On Tue, Nov 19, 2024 at 09:09:16AM +0100, Paolo Bonzini wrote:
> Il mar 19 nov 2024, 00:06 Peter Xu <pet...@redhat.com> ha scritto:
> 
> > On Mon, Nov 18, 2024 at 05:13:30PM -0500, Peter Xu wrote:
> > > When used incorrectly, container_get() can silently create containers
> > even
> > > if the caller may not intend to do so.  Add a rich document describing
> > the
> > > helper, as container_get() should only be used in path lookups.
> > >
> > > Add one object_dynamic_cast() check to make sure whatever objects the
> > > helper walks will be a container object (including the one to be
> > returned).
> > > It is a programming error otherwise, hence assert that.
> > >
> > > It may make container_get() tiny slower than before, but the hope is the
> > > change is neglictable, as object_class_dynamic_cast() has a fast path
> > just
> > > for similar leaf use case.
> >
> > Just a heads up: out of curiosity, I tried to see whether the fast path hit
> > that I mentioned here (mostly, commit 793c96b54032 of Paolo's), and it
> > didn't..

_Problems to solve_.
[A] Transcribe the container_get() email from "On Tue, Nov" up to and including "in path lookups.".
[B] In the container_get() email, what check does Peter Xu propose adding to the helper?

[Data items]
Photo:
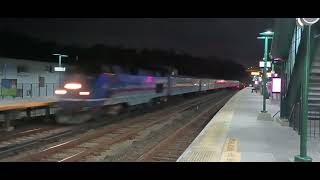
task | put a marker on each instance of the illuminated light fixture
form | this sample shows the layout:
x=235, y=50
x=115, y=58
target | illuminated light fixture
x=60, y=91
x=299, y=22
x=267, y=33
x=59, y=69
x=276, y=85
x=72, y=86
x=269, y=75
x=261, y=64
x=308, y=21
x=86, y=93
x=255, y=73
x=220, y=82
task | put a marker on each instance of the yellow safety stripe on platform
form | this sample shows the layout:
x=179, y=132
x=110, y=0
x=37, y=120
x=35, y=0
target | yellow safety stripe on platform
x=230, y=151
x=209, y=145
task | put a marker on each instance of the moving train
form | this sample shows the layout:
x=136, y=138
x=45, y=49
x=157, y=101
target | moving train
x=84, y=97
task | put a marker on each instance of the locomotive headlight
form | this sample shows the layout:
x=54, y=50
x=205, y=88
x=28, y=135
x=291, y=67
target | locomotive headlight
x=60, y=91
x=72, y=86
x=85, y=93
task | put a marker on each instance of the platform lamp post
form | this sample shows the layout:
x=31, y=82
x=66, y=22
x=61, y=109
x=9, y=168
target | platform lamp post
x=60, y=68
x=303, y=157
x=265, y=36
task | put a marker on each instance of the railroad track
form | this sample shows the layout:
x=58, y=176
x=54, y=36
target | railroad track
x=170, y=148
x=89, y=143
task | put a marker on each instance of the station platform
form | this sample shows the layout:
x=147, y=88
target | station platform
x=236, y=135
x=13, y=109
x=19, y=104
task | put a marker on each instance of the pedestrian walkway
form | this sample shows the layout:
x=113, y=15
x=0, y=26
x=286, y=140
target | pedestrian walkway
x=234, y=134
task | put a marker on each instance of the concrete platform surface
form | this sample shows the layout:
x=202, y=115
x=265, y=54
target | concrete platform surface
x=235, y=135
x=25, y=103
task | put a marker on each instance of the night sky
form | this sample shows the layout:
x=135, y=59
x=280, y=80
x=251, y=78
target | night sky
x=233, y=38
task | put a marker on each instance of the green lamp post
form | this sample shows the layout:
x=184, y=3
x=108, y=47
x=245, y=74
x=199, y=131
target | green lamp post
x=303, y=157
x=265, y=36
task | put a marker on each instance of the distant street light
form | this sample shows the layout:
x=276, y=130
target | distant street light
x=304, y=124
x=265, y=36
x=60, y=57
x=60, y=69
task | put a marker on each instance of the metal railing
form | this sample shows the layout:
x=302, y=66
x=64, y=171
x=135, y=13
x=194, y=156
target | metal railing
x=30, y=90
x=295, y=121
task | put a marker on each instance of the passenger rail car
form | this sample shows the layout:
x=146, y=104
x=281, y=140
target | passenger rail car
x=83, y=97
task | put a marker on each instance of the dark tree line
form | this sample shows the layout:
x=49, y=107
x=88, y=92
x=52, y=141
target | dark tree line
x=17, y=45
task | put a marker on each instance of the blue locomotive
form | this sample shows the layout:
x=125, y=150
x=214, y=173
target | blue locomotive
x=84, y=97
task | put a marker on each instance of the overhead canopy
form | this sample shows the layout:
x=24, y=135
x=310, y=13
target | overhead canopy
x=283, y=33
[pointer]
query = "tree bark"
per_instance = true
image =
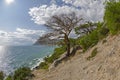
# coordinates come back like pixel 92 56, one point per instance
pixel 67 41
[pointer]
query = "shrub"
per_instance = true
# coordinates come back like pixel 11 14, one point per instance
pixel 112 16
pixel 103 32
pixel 1 75
pixel 89 40
pixel 43 65
pixel 93 54
pixel 55 55
pixel 9 78
pixel 22 74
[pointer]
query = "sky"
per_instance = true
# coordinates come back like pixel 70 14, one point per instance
pixel 22 21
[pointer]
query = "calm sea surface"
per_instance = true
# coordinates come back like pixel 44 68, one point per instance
pixel 13 57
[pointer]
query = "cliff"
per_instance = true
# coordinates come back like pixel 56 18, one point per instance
pixel 104 66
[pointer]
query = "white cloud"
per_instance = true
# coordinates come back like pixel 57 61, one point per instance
pixel 20 36
pixel 92 10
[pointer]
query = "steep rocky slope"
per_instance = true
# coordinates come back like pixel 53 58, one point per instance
pixel 104 66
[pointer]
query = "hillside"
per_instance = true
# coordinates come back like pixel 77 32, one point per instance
pixel 104 66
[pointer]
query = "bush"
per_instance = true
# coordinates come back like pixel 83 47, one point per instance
pixel 43 65
pixel 9 78
pixel 22 74
pixel 57 53
pixel 1 75
pixel 93 54
pixel 112 16
pixel 93 38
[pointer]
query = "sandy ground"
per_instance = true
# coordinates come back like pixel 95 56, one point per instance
pixel 104 66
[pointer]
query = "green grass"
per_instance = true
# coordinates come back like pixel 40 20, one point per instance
pixel 93 54
pixel 112 16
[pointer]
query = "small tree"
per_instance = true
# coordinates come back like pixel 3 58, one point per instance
pixel 85 28
pixel 64 24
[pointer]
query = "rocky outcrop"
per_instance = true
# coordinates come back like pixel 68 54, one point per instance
pixel 104 66
pixel 46 40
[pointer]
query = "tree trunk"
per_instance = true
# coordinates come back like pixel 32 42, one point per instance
pixel 67 42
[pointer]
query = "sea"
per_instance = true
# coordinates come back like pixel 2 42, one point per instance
pixel 13 57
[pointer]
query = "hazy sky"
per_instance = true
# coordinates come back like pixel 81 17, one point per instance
pixel 21 21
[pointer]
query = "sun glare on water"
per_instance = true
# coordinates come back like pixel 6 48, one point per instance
pixel 9 1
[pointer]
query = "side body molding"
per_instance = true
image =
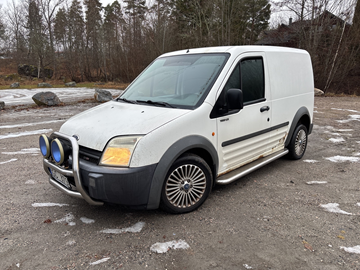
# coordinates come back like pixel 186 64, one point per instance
pixel 303 111
pixel 175 151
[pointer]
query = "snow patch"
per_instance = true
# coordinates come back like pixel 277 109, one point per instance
pixel 25 133
pixel 316 182
pixel 8 161
pixel 164 247
pixel 23 152
pixel 68 219
pixel 355 249
pixel 354 111
pixel 87 220
pixel 134 229
pixel 310 160
pixel 48 204
pixel 71 243
pixel 337 140
pixel 100 261
pixel 31 124
pixel 343 159
pixel 334 208
pixel 30 182
pixel 353 117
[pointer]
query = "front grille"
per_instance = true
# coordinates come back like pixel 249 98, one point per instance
pixel 90 155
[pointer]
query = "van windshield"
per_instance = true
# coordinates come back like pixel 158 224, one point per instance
pixel 181 81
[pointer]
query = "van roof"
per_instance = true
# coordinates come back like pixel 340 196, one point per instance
pixel 235 49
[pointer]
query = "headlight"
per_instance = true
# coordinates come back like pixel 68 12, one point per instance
pixel 119 150
pixel 44 144
pixel 59 151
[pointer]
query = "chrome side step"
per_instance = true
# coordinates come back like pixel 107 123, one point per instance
pixel 248 168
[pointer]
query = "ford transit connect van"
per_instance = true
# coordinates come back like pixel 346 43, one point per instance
pixel 192 119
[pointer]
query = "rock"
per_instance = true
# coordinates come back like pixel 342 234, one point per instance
pixel 318 92
pixel 15 85
pixel 12 77
pixel 102 95
pixel 46 98
pixel 30 70
pixel 70 84
pixel 47 85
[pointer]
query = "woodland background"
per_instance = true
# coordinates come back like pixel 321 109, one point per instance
pixel 85 41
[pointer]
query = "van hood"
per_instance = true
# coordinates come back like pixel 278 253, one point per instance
pixel 95 127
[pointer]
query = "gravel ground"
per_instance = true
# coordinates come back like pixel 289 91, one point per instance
pixel 288 215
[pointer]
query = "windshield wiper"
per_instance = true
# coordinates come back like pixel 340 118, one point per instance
pixel 165 104
pixel 126 100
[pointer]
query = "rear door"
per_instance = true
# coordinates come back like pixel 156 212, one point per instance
pixel 243 136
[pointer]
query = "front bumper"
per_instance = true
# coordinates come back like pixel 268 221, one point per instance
pixel 98 184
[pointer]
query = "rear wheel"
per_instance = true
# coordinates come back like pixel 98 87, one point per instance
pixel 187 185
pixel 298 142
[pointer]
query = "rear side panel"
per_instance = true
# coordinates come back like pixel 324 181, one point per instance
pixel 292 88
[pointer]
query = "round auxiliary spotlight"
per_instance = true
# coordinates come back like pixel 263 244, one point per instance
pixel 44 144
pixel 57 151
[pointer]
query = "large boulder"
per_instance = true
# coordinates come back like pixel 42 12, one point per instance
pixel 46 98
pixel 70 84
pixel 102 95
pixel 45 85
pixel 32 71
pixel 15 85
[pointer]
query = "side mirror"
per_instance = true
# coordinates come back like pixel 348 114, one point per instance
pixel 234 98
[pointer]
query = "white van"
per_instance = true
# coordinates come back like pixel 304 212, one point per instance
pixel 192 119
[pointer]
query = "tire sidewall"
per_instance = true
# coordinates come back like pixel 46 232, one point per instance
pixel 194 160
pixel 292 151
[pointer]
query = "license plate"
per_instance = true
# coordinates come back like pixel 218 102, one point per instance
pixel 60 178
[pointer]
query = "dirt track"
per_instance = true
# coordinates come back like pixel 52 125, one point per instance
pixel 274 218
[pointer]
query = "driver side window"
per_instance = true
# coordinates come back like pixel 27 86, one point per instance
pixel 248 75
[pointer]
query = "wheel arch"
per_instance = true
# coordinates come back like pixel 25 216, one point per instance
pixel 302 116
pixel 195 144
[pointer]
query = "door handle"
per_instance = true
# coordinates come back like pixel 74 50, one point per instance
pixel 265 108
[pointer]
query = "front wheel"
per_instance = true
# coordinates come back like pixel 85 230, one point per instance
pixel 187 185
pixel 298 142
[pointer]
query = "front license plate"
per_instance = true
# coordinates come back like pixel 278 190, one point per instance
pixel 60 178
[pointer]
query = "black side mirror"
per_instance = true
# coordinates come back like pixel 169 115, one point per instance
pixel 234 98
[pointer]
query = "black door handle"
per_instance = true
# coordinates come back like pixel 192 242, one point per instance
pixel 265 108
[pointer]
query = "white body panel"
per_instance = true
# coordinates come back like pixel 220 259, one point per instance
pixel 95 127
pixel 288 86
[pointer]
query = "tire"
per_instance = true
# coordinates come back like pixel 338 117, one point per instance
pixel 187 185
pixel 298 142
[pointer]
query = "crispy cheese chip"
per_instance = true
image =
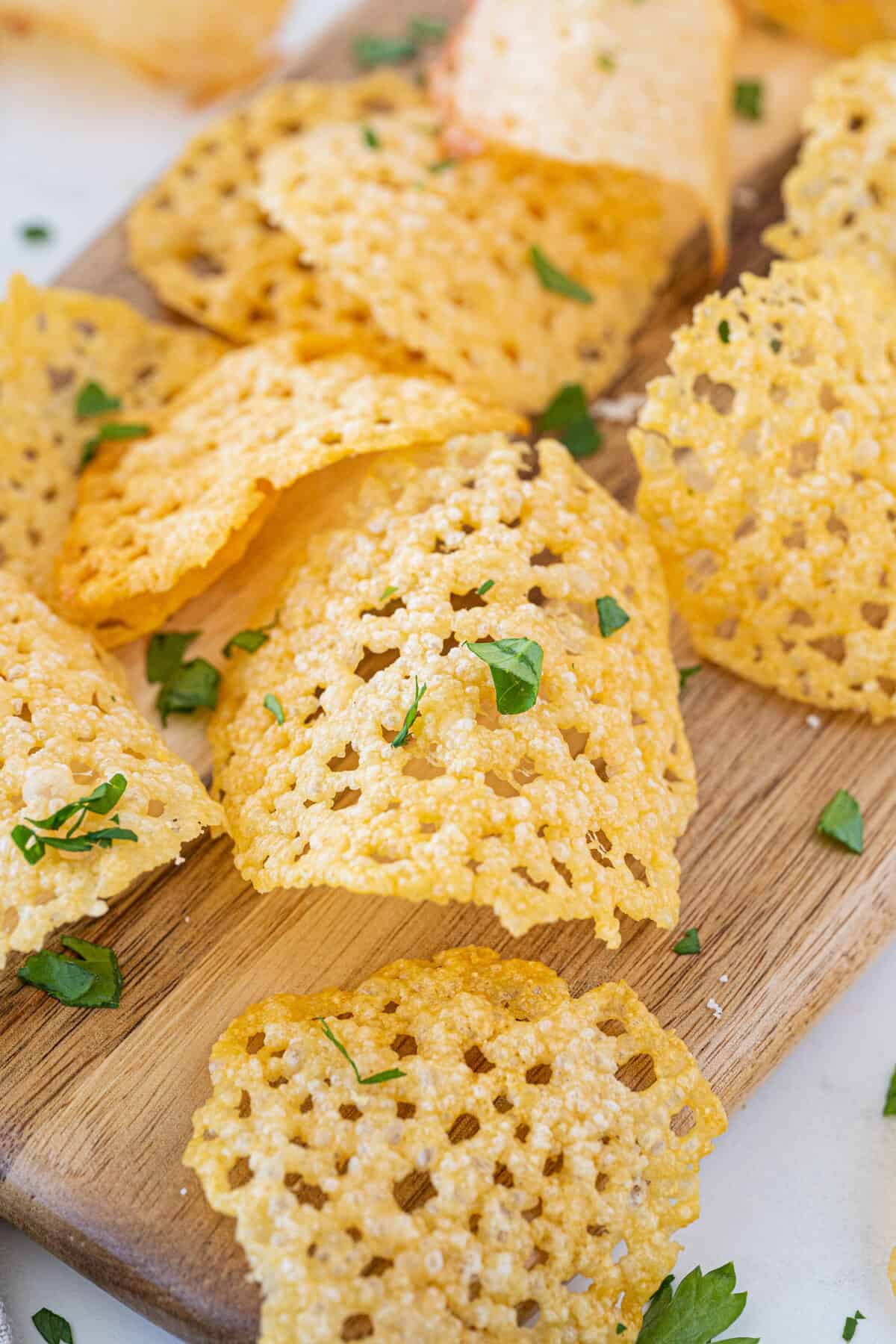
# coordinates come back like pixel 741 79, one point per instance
pixel 53 342
pixel 602 85
pixel 567 811
pixel 841 196
pixel 528 1137
pixel 203 46
pixel 768 477
pixel 202 241
pixel 159 524
pixel 441 252
pixel 69 725
pixel 839 25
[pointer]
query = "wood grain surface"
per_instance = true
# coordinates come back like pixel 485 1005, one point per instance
pixel 94 1107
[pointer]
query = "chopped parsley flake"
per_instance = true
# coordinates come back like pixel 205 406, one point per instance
pixel 556 281
pixel 54 1330
pixel 410 718
pixel 889 1105
pixel 37 233
pixel 274 707
pixel 90 981
pixel 610 616
pixel 516 671
pixel 94 399
pixel 388 1075
pixel 685 673
pixel 748 100
pixel 567 417
pixel 841 820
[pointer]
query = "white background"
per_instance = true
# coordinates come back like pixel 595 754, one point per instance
pixel 801 1192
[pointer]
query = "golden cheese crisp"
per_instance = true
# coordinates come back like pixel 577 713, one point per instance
pixel 602 85
pixel 53 343
pixel 529 1139
pixel 840 196
pixel 768 482
pixel 163 520
pixel 841 26
pixel 567 811
pixel 442 252
pixel 203 46
pixel 202 241
pixel 67 725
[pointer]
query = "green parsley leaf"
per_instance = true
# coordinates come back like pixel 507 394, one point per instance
pixel 249 641
pixel 685 673
pixel 889 1105
pixel 109 433
pixel 696 1312
pixel 166 652
pixel 193 685
pixel 516 671
pixel 388 1075
pixel 748 99
pixel 93 399
pixel 274 707
pixel 92 981
pixel 689 945
pixel 610 616
pixel 841 820
pixel 423 30
pixel 410 718
pixel 850 1324
pixel 54 1330
pixel 371 52
pixel 37 233
pixel 556 281
pixel 567 417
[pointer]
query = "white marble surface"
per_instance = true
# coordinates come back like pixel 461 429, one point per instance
pixel 801 1192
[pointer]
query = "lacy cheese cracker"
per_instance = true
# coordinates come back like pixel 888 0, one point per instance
pixel 768 482
pixel 531 1137
pixel 69 725
pixel 203 46
pixel 602 85
pixel 169 514
pixel 841 195
pixel 566 811
pixel 460 260
pixel 202 241
pixel 53 343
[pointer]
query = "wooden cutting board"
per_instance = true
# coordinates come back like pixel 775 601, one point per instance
pixel 94 1107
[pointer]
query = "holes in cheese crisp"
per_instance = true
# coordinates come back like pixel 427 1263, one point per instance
pixel 358 1327
pixel 240 1174
pixel 638 1073
pixel 373 663
pixel 413 1191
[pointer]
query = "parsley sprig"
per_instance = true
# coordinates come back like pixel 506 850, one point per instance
pixel 100 803
pixel 388 1075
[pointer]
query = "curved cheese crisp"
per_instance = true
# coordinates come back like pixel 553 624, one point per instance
pixel 566 811
pixel 529 1137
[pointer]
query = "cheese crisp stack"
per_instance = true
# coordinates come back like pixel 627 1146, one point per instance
pixel 53 344
pixel 543 771
pixel 161 520
pixel 67 732
pixel 433 1156
pixel 768 482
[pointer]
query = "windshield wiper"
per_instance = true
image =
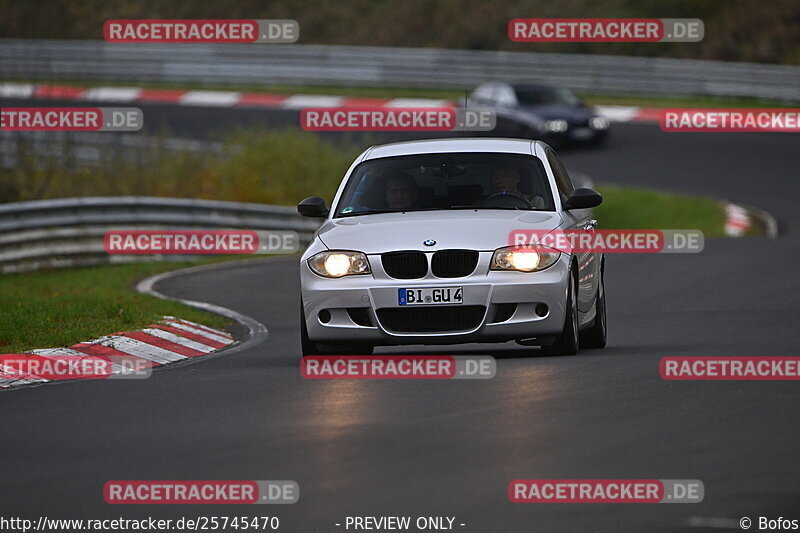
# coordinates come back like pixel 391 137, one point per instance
pixel 367 212
pixel 486 207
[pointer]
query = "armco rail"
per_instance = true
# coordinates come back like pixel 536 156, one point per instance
pixel 37 60
pixel 69 232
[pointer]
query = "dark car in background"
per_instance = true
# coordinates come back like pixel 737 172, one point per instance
pixel 553 114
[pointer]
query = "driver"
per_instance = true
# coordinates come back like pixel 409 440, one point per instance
pixel 506 178
pixel 401 191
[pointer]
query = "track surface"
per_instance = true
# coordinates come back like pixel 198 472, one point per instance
pixel 450 448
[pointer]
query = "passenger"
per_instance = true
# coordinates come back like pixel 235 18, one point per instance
pixel 401 191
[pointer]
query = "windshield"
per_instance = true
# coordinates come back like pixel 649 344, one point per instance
pixel 446 181
pixel 546 96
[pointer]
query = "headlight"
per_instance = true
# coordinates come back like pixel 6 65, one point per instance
pixel 599 123
pixel 335 264
pixel 524 259
pixel 555 126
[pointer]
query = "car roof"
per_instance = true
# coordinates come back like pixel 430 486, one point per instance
pixel 532 87
pixel 461 144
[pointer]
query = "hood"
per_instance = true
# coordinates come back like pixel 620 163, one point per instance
pixel 558 111
pixel 484 230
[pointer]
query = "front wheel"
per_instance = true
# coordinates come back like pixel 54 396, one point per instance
pixel 595 336
pixel 567 342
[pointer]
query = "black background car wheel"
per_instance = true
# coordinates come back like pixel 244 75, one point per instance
pixel 567 342
pixel 595 336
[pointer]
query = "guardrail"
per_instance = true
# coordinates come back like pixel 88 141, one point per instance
pixel 387 67
pixel 69 232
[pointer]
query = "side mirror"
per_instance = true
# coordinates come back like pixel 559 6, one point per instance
pixel 313 207
pixel 583 198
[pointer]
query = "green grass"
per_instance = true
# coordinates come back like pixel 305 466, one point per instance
pixel 50 309
pixel 437 94
pixel 631 208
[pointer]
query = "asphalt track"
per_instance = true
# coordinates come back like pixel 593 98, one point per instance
pixel 417 448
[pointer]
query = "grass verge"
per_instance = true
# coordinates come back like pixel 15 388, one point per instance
pixel 632 208
pixel 50 309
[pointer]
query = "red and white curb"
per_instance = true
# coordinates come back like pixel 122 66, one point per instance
pixel 737 220
pixel 133 95
pixel 170 341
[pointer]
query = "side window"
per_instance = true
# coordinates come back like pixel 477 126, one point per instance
pixel 563 182
pixel 504 96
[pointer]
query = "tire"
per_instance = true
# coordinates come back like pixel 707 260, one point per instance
pixel 595 336
pixel 309 347
pixel 568 341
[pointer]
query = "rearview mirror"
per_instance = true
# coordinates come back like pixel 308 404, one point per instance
pixel 313 207
pixel 583 198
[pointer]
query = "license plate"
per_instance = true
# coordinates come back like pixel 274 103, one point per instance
pixel 430 296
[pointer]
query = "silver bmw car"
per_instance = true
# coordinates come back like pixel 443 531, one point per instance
pixel 415 249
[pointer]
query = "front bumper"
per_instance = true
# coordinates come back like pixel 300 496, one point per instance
pixel 329 305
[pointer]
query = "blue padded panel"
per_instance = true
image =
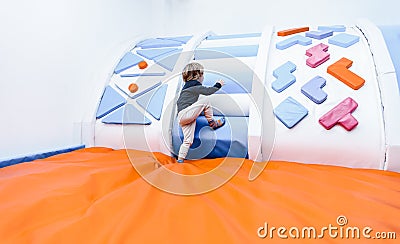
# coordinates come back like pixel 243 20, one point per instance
pixel 157 42
pixel 297 39
pixel 313 90
pixel 225 52
pixel 127 114
pixel 153 101
pixel 290 112
pixel 343 40
pixel 228 141
pixel 231 86
pixel 391 34
pixel 217 37
pixel 110 100
pixel 152 53
pixel 319 34
pixel 129 60
pixel 183 39
pixel 168 60
pixel 334 28
pixel 143 74
pixel 284 76
pixel 29 158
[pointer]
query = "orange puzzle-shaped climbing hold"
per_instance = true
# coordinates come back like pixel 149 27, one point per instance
pixel 292 31
pixel 340 70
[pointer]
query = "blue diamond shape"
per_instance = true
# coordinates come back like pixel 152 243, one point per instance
pixel 290 112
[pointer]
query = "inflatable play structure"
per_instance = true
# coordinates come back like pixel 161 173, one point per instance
pixel 310 95
pixel 318 103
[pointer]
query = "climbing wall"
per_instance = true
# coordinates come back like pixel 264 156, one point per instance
pixel 132 106
pixel 231 58
pixel 325 95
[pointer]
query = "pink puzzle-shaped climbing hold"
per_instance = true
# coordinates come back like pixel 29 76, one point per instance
pixel 341 114
pixel 317 55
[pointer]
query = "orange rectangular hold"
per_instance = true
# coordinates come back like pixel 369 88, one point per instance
pixel 293 31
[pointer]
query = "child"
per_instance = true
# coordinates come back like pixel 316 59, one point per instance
pixel 190 107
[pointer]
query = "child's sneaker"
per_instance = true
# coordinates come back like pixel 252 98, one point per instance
pixel 215 124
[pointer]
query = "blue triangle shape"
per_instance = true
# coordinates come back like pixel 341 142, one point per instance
pixel 152 53
pixel 127 114
pixel 110 101
pixel 129 60
pixel 157 42
pixel 168 60
pixel 153 101
pixel 183 39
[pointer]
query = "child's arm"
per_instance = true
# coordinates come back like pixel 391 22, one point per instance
pixel 210 90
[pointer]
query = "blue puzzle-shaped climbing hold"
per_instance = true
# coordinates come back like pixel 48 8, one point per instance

_The responses_.
[A]
On Tue, Nov 19, 2024 at 09:09:16AM +0100, Paolo Bonzini wrote:
> Il mar 19 nov 2024, 00:06 Peter Xu <pet...@redhat.com> ha scritto:
> 
> > On Mon, Nov 18, 2024 at 05:13:30PM -0500, Peter Xu wrote:
> > > When used incorrectly, container_get() can silently create containers
> > even
> > > if the caller may not intend to do so.  Add a rich document describing
> > the
> > > helper, as container_get() should only be used in path lookups.

[B] One object_dynamic_cast() check, to make sure every object the helper walks is a container object, including the one to be returned.